#### [Selection]
━━━━━━━━
Most of us were staying at the comfortable Classik Hotel Alexander Plaza. This is not far from the Hackescher Markt in the Mitte (Centre) district of Berlin. That was in East Berlin before the fall of the Wall. Indeed we were to spend much of the stay in what had been the East (part of the DDR)[2] (which contained most of the historic centre of the City), crossing over to the former West only briefly for the visit to the Reichstag complex on Saturday, and then again for the visit to Tempelhof on the Sunday morning.
I remember visiting Berlin before coming up in 1970, leaving West Berlin, then a showcase of Western capitalism, and feeling strangely at home in the dingy quasi-socialist atmosphere of the East.[3] Until recently, it was still fairly easy to spot the difference between the two, despite the demolition of the Wall, as the considerable public investment in the former eastern parts of the city had focused on public buildings and tourist infrastructure. However, the differences are gradually being erased.
In the evening we were welcomed by the Dean at a dinner held in a private room at Crackers, an excellent restaurant and evening events venue located on the SW corner of the intersection of the Friedrichstraße with Unter den Linden. The venue is in a strange complex of buildings: apparently the main room was previously the theatre and cinema of the Institut Français in East Berlin, which had been the only cultural centre of a Western country in the DDR.[4]
In the morning we followed individually and at our own pace part of a guided audio-tour of the City devised and spoken by Neil MacGregor, and made available by courtesy of his college, New College. This started at the medieval Heilig-Geist-Kapelle, and turning towards the Marienkirche took us down the Karl-Liebknechtstraße,[5] across the Museumsinsel, a UNESCO World Heritage Site, and then along Unter den Linden towards the Brandenburg Gate, delving into the history of key locations buildings and artefacts on the way. For me the highpoint was the Granite Bowl in the Lustgarten, near the Berliner Dom (Protestant Collegiate Cathedral) and the Altes Museum. The Bowl is a seven-metre diameter 75 tonne bowl of porphyritic,[6] pink granite,[7] hewn in one piece (as I later discovered) from a giant glacial erratic boulder thought to have been carried in the last Ice Age to the Mark Brandenburg from Karlshamn in southern Sweden, where a similar 1420 million year old granite is found.
━━━━━━━━
#### [Supplied records]
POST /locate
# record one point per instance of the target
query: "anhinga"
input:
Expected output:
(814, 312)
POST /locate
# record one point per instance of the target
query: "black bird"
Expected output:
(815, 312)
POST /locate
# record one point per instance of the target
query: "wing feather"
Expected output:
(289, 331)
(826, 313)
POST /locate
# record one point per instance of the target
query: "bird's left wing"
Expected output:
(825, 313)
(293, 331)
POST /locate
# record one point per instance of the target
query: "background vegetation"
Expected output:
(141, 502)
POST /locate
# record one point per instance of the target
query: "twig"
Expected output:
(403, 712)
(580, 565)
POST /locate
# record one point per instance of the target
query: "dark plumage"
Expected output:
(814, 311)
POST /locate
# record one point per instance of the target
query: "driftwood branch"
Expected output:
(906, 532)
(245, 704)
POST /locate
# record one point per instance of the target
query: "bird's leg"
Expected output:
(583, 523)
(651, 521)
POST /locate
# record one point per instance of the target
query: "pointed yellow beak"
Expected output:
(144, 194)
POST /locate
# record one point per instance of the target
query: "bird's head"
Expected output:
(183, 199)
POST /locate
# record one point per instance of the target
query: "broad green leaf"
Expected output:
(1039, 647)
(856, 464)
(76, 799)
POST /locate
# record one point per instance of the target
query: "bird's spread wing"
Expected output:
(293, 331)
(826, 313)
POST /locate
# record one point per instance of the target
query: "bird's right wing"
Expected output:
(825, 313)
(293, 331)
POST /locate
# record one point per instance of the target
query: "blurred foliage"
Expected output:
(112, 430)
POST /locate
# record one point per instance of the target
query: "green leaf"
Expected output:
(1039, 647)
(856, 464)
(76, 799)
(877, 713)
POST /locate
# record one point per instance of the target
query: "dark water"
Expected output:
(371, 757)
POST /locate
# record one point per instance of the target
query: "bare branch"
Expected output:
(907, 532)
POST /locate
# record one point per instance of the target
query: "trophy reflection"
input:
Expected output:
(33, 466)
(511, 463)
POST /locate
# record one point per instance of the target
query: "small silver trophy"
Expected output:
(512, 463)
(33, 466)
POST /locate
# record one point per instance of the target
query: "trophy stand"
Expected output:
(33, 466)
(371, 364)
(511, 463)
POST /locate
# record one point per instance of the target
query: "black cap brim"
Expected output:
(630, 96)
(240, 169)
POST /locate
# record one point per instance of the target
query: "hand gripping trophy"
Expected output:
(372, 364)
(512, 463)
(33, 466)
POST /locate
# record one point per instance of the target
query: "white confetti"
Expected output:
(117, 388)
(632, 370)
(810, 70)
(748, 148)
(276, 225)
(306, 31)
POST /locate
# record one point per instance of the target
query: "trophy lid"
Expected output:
━━━━━━━━
#### [Exercise set]
- A) In the Berlin account, at which hotel were most of the group staying?
- B) Report every line of the listing that contains the word "branch". Case matters.
The Berlin account and the listing were taken from unrelated sources.

#### [Expected responses]
- A) The Classik Hotel Alexander Plaza.

- B)
query: "driftwood branch"
query: "bare branch"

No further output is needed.